> [WHAT YOU HAVE TO DO]:
Copy each line from the data that has the word "positive" in it.

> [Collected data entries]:
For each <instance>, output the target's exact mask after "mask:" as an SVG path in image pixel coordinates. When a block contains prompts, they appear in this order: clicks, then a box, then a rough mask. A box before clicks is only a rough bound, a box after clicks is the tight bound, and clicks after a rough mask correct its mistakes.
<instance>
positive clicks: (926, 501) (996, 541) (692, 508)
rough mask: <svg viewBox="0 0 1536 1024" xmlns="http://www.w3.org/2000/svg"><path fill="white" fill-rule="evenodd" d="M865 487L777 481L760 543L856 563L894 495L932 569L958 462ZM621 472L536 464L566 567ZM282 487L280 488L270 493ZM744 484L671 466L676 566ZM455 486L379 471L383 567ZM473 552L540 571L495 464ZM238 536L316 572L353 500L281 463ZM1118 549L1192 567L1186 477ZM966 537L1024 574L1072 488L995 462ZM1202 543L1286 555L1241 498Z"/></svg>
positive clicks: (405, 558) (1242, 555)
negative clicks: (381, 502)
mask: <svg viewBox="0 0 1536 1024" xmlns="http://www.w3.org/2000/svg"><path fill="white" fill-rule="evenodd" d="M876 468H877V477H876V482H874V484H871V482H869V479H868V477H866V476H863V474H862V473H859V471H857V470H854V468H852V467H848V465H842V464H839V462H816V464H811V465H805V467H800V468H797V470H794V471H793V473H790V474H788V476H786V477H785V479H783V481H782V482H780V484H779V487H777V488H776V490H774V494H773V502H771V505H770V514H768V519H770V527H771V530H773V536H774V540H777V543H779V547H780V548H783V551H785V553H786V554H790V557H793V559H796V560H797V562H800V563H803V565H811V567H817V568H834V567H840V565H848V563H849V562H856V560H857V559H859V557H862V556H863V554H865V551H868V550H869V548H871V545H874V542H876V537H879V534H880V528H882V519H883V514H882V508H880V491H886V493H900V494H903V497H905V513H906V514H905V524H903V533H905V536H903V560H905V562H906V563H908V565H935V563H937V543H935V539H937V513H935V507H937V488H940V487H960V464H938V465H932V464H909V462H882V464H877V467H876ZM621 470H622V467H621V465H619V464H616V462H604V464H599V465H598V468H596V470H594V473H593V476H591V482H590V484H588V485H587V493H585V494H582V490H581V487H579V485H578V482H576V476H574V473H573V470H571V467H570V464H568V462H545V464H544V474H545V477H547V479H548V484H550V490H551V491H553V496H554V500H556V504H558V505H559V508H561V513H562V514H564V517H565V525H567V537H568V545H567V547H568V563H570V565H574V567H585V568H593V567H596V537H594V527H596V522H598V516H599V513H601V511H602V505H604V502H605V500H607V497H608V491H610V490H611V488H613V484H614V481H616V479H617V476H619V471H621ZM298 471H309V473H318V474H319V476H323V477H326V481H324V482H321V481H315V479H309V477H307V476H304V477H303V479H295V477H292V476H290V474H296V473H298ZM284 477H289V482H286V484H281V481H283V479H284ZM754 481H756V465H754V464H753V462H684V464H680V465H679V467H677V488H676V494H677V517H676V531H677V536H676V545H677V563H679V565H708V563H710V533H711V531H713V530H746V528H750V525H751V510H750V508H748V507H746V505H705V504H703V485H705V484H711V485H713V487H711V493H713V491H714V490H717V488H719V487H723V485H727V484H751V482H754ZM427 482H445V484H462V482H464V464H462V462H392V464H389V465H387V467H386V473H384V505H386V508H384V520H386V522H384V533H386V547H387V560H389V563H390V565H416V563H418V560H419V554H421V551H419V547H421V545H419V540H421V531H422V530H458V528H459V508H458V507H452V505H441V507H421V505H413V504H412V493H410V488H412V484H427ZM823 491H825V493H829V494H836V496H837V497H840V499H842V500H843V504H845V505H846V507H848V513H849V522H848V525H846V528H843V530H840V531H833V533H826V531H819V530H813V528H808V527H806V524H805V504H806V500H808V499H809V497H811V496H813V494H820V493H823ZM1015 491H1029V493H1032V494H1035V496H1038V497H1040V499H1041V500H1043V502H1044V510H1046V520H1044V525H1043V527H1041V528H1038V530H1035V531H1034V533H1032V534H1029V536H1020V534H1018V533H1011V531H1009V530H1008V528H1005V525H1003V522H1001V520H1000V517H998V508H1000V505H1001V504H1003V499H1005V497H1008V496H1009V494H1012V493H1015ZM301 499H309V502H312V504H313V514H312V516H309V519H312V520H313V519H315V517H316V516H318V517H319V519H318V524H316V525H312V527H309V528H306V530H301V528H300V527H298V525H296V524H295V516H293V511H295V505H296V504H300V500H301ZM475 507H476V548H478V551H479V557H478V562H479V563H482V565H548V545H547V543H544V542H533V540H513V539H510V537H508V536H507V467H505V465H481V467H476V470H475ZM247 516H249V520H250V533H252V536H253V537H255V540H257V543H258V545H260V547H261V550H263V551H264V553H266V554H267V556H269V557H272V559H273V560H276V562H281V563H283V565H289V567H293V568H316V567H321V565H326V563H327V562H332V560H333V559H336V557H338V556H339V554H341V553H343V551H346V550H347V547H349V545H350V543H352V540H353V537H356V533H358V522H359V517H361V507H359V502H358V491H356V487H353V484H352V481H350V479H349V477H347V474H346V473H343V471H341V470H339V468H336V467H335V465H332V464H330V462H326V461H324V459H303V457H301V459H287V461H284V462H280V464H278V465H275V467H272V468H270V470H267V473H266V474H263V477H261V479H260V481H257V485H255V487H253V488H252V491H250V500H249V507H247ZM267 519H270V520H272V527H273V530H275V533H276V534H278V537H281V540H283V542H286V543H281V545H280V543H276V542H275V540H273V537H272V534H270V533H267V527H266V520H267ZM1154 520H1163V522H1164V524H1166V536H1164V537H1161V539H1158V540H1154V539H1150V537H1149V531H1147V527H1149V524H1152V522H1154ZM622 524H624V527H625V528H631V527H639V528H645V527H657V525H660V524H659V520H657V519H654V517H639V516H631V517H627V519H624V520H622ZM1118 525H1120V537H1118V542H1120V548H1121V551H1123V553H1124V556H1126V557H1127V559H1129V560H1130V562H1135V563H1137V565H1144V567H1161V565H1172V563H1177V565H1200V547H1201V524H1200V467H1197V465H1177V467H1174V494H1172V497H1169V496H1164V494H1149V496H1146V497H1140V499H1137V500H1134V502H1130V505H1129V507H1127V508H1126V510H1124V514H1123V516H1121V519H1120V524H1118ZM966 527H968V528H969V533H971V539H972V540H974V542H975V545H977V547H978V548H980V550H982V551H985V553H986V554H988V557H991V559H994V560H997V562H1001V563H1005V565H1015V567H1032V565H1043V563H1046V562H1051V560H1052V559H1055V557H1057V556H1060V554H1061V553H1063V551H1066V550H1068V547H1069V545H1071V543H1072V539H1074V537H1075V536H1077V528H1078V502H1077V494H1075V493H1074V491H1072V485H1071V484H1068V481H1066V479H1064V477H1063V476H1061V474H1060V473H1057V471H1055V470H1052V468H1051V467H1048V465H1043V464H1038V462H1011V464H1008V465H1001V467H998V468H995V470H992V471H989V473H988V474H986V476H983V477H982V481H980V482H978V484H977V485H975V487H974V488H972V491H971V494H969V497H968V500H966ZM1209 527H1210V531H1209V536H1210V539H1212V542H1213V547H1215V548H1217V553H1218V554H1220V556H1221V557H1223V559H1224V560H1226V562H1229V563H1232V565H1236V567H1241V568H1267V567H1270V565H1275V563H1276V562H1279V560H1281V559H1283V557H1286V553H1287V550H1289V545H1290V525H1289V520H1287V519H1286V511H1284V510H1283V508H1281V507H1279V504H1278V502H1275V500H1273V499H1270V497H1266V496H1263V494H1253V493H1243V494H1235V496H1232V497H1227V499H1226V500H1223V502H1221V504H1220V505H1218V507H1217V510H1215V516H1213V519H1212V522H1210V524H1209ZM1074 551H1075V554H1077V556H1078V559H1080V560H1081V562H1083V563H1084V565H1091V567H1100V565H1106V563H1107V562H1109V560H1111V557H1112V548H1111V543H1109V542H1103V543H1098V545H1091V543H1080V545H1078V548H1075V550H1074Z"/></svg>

> [THE ANSWER]:
positive clicks: (926, 501) (996, 541) (692, 508)
positive clicks: (405, 558) (1242, 555)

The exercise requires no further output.